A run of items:
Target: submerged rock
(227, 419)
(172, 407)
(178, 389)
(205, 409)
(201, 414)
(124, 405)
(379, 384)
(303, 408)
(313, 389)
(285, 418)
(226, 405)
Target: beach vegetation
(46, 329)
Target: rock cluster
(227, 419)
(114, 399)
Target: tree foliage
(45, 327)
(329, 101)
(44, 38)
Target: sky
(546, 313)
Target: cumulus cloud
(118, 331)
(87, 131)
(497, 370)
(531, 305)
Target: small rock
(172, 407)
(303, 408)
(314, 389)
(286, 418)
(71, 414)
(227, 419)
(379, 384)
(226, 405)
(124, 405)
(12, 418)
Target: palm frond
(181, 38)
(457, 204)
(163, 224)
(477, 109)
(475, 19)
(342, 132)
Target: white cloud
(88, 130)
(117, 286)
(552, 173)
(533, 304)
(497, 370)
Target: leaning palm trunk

> _Short exercise_:
Reproduce every one of the items above word for word.

> _The answer_:
Target: submerged rock
(227, 419)
(172, 407)
(178, 389)
(205, 409)
(201, 414)
(124, 405)
(379, 384)
(303, 408)
(313, 389)
(285, 418)
(226, 405)
Target: beach vegetation
(46, 329)
Target: rock cluster
(227, 419)
(114, 399)
Target: tree foliage
(45, 327)
(329, 101)
(44, 38)
Target: sky
(546, 313)
Target: cumulus cloud
(118, 331)
(87, 131)
(497, 370)
(531, 305)
Target: small rock
(172, 407)
(303, 408)
(314, 389)
(286, 418)
(71, 414)
(227, 419)
(379, 384)
(226, 405)
(124, 405)
(12, 418)
Target: palm frond
(181, 38)
(457, 204)
(163, 224)
(477, 109)
(475, 19)
(342, 132)
Target: white cloud
(88, 130)
(117, 286)
(552, 173)
(533, 304)
(497, 370)
Target: leaning palm trunk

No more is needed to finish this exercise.